Biz asıl meselemize dönecek olursak şimdilerde kendi arkadaşlarının kuyusunu kazıp yeniden iktidar olmaya çalışan eski Bolivya Devlet Başkanı Evo Morales’in Erdoğan’ı kutlayan twiti[2] Latin milliyetçisi tutumun adeta sembolüydü. Çünkü Morales mesajında “hep beraber adım adım çok kutuplu dünyayı kurmak”tan bahsediyordu. Bu yaklaşım muhtemelen arkasında kirli çıkar ilişkilerinin de olduğu bir mantığın yansımasıydı. Aslında sosyalizm gibi derdi olmayan Çin, Rusya ve TC’nin geldiği emperyalist statüyü görmezden gelen, güç ilişkilerine teslim olmuş bir yaklaşımın uzantısıydı.

TC, Latin Amerika’nın genelinde 2010 sonrası çok yönlü olarak nüfuzunu artırdı. Rejim, TİKA’nın “yardımlar”ı, elçiliklerin faaliyetleri, Fethullah Gülen yapılanmasının varlıklarına el konulmasının yarattığı olanaklar, yaygın “medya” ağı ve Türk dizileriyle kendi lehine olumlu bir atmosfer oluşturdu.(Türk dizilerine Latin Amerika’nın genelinde büyük ilgi var. Bu diziler sayesinde Türkiye harika, turistik bir yer olarak tanınıyor. Arada diktatörlük önemli ölçüde görünmezleşiyor.) Bunun paralelinde ticari işlemler arttı. Bu yıl biraz gerileme olsa da geçen yıl toplamda 19.7 milyarlık bir ticaret hacmine ulaşıldı. Bunun çoğu Türkiye’nin ithalatı. Rejime bağlı şirketler bölgede limanlar kiraladı. Bu arada Türkiye kimyasal uyuşturucular ve eroinin yanı sıra Güney Amerika kökenli kokain dağıtım ağının merkezi haline geldi. Tüketim de bir hayli arttı.  Son dönemde Brezilya’da çetelere yapılan operasyonların gösterdiği kadarıyla TC Güney Amerika arası silah kaçakçılığı da yapılıyor. Ayrıca Venezuela ile başka şeylere ilaveten kaçak altın ticareti de bu süreçte geliştirildi. Sonuçta bir suç örgütüne dönüşen rejimin bu maharetlerini geliştirmesinde Latin ülkeleriyle ilişkisinin büyük payı var.

Gösterilen Veriler -
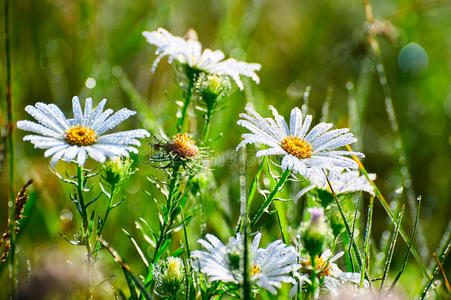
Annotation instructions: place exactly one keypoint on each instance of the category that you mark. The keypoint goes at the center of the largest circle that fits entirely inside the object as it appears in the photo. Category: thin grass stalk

Görev - Okuma metninde “TC, Latin Amerika’nın genelinde” diye başlayan paragrafı, ana bilgilerini koruyarak madde madde kısaltın.

Alıştırma Sonucu -
- TC, 2010 sonrası Latin Amerika'nın genelinde nüfuzunu çok yönlü olarak artırdı.
- Rejim, TİKA'nın “yardımlar”ı, elçilik faaliyetleri, Fethullah Gülen yapılanmasının el konulan varlıkları, yaygın “medya” ağı ve Türk dizileriyle kendi lehine olumlu bir hava yarattı. Bölgede çok ilgi gören diziler Türkiye'yi harika, turistik bir yer olarak tanıtıyor, diktatörlüğü ise büyük ölçüde görünmez kılıyor.
- Ticaret arttı: Geçen yıl toplam ticaret hacmi 19.7 milyara ulaştı, bunun çoğu Türkiye'nin ithalatı. Bu yıl biraz gerileme var.
- Rejime bağlı şirketler bölgede limanlar kiraladı.
- Türkiye kimyasal uyuşturucular, eroin ve Güney Amerika kökenli kokainin dağıtım ağının merkezi oldu. Tüketim de epey arttı.
- Brezilya'daki çete operasyonlarının gösterdiği kadarıyla TC ile Güney Amerika arasında silah kaçakçılığı da yapılıyor.
- Venezuela ile kaçak altın ticareti de gelişti.
- Suç örgütüne dönüşen rejimin bu becerileri geliştirmesinde Latin ülkeleriyle ilişkisinin büyük payı var.